BEGIN EXERCISE MATERIALS
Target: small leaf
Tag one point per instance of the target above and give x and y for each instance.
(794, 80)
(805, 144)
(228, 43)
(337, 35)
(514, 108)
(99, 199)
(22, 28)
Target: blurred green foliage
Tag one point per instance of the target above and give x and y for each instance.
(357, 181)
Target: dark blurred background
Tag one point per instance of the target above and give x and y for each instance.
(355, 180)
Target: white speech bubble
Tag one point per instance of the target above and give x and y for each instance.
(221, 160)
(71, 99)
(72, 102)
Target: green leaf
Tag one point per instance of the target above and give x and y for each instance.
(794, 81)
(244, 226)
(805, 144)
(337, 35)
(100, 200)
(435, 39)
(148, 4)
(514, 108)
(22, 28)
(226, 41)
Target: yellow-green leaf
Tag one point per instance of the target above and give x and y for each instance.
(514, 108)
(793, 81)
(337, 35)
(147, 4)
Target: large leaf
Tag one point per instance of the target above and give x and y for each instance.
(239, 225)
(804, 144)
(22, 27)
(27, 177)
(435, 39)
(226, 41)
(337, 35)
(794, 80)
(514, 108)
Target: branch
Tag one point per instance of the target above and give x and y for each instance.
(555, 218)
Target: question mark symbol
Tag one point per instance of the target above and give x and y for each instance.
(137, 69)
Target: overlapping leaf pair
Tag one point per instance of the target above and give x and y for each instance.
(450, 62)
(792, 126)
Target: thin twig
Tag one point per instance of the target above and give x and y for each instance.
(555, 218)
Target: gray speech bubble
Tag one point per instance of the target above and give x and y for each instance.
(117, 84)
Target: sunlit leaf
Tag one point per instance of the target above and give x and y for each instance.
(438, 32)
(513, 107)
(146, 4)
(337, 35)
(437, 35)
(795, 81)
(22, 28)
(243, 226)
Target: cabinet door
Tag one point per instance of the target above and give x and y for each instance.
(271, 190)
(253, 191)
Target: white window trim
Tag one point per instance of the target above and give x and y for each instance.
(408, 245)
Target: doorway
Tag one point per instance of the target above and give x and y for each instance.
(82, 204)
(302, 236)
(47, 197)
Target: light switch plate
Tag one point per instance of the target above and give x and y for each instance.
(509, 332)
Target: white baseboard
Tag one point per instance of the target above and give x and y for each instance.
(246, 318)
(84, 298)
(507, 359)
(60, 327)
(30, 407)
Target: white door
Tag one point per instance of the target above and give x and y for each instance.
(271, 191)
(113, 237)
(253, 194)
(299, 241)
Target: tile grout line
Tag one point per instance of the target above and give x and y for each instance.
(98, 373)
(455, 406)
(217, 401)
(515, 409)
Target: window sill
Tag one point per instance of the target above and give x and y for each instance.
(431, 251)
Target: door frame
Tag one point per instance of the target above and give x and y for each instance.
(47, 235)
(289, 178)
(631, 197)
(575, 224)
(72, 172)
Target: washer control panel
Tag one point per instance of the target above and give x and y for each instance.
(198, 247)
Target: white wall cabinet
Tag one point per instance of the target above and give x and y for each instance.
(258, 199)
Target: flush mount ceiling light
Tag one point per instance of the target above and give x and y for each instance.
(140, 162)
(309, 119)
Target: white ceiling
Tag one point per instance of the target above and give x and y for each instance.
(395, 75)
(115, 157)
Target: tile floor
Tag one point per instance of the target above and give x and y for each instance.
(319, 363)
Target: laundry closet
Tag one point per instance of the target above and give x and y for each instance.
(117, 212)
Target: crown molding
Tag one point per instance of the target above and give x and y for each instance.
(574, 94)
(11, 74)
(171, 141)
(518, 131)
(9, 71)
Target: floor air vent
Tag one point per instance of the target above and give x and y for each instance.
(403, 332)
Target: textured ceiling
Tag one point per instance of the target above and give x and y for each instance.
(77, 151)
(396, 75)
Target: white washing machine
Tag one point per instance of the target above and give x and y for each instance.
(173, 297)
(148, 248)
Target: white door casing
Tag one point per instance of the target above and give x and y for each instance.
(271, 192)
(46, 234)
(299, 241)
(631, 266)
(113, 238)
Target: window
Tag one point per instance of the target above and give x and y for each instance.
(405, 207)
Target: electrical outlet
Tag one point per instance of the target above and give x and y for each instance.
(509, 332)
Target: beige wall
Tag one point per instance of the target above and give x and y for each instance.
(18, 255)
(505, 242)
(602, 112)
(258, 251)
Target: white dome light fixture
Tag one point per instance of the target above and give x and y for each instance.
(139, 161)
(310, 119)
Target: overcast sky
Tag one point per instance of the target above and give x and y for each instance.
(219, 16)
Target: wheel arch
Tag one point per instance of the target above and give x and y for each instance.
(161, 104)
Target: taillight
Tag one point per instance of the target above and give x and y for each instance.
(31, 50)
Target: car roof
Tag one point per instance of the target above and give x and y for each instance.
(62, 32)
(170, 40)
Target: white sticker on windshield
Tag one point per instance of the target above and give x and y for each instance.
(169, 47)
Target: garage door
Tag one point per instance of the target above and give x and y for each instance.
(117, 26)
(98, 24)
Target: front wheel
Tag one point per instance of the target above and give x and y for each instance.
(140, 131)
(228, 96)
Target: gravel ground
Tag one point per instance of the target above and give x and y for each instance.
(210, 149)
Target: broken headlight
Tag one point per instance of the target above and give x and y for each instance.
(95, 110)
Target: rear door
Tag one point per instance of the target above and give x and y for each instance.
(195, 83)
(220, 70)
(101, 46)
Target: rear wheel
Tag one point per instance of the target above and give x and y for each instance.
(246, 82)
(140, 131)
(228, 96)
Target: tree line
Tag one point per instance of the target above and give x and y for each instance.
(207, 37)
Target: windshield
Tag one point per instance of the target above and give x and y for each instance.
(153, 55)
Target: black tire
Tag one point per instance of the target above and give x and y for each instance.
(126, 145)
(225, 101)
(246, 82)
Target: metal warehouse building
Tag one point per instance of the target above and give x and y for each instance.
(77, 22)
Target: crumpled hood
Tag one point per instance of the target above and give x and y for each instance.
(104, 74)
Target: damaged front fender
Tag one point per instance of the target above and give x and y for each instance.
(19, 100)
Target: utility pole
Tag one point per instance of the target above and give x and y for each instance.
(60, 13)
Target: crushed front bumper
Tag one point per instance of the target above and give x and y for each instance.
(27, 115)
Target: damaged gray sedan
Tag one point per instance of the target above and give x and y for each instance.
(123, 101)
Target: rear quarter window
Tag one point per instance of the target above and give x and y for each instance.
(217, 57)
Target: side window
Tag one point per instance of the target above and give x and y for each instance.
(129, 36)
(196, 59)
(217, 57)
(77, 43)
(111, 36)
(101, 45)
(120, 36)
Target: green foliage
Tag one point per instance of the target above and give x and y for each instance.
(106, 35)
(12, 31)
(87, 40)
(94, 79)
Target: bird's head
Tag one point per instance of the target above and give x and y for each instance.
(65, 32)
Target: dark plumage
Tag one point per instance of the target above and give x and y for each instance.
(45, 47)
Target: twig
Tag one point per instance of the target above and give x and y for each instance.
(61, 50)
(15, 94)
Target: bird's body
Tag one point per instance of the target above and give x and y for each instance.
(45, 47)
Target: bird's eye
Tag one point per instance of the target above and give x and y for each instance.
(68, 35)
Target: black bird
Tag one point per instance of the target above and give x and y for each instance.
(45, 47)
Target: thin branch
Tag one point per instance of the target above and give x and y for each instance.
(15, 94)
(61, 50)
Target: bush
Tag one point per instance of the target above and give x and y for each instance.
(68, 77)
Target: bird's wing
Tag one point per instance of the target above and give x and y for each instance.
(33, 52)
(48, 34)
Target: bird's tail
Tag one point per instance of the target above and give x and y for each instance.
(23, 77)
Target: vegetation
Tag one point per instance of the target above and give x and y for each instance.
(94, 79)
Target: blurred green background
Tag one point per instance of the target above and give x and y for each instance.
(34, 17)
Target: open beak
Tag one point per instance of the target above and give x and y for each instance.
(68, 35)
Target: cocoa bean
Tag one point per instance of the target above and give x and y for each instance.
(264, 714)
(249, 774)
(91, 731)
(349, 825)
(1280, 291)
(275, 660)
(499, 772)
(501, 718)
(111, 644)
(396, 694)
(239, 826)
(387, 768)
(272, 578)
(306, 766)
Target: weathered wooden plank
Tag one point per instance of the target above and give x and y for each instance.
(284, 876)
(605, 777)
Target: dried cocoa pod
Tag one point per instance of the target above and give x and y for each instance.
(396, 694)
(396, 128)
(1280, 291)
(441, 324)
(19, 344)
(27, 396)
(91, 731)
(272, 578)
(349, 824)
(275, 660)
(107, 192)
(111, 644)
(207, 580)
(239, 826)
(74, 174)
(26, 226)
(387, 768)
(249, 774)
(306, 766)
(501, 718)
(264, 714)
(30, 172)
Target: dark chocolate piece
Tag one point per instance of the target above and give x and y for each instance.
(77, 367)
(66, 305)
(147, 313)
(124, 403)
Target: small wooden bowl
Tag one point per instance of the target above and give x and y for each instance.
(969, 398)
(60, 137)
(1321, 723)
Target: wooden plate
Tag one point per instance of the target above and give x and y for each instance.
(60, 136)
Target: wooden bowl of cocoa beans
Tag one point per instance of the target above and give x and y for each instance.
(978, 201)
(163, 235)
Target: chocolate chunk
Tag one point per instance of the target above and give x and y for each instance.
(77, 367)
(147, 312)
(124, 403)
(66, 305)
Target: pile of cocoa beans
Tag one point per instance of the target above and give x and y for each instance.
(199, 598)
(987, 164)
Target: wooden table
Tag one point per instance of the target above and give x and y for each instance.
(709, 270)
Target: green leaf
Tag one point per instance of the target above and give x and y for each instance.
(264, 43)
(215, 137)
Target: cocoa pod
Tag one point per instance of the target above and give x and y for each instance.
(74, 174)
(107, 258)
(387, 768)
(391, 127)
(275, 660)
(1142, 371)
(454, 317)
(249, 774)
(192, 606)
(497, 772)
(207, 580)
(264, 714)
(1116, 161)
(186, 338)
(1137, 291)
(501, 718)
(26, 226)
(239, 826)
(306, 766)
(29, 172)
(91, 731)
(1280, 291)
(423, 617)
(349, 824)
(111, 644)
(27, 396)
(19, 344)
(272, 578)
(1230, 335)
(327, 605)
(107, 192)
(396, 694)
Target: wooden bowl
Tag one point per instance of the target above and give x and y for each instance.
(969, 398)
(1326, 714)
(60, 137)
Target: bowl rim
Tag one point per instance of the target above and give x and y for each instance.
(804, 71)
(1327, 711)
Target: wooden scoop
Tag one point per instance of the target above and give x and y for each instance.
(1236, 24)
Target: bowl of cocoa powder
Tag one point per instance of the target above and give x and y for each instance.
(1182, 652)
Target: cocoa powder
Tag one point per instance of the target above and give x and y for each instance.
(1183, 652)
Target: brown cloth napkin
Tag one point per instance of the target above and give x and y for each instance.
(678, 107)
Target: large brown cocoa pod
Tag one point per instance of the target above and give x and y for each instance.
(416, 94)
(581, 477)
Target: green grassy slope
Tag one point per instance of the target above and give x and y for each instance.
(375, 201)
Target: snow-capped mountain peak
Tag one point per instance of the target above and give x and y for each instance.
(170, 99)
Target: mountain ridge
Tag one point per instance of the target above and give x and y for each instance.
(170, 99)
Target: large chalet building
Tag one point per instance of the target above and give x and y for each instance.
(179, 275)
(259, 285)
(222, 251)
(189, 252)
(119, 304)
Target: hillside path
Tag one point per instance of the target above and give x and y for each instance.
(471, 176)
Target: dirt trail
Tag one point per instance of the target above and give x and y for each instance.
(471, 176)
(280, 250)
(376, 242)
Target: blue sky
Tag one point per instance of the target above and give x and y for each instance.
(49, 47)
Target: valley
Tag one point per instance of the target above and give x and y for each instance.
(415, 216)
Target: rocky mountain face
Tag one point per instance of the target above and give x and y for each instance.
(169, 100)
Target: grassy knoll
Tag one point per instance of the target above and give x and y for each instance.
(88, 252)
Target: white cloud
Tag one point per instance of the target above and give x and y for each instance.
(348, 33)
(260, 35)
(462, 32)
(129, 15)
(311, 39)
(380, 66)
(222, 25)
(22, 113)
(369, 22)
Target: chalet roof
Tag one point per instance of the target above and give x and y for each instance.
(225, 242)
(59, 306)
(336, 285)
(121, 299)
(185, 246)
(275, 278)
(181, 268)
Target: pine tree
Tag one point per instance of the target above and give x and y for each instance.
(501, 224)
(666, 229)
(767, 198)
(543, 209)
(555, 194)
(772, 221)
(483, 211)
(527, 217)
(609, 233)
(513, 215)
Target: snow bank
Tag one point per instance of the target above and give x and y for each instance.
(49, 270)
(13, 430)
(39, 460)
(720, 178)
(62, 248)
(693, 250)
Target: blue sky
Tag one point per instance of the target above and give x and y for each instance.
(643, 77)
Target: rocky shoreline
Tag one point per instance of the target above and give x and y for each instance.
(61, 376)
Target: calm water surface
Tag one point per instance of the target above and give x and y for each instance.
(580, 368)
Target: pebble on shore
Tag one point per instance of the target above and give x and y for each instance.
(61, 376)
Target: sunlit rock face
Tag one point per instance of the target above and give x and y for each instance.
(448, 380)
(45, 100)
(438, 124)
END EXERCISE MATERIALS
Write out everything from the line containing "Target: calm water surface" down to the end of the data above, keeping each line as it appears.

Target: calm water surface
Tag one point per instance of the target above and give x and y for each instance.
(580, 368)
Target: pebble on shore
Tag one point per instance of the target above and give x and y for each instance.
(61, 376)
Target: sunlit rock face
Tag one point per instance of the target above and give x and y for each instance.
(448, 380)
(45, 100)
(438, 124)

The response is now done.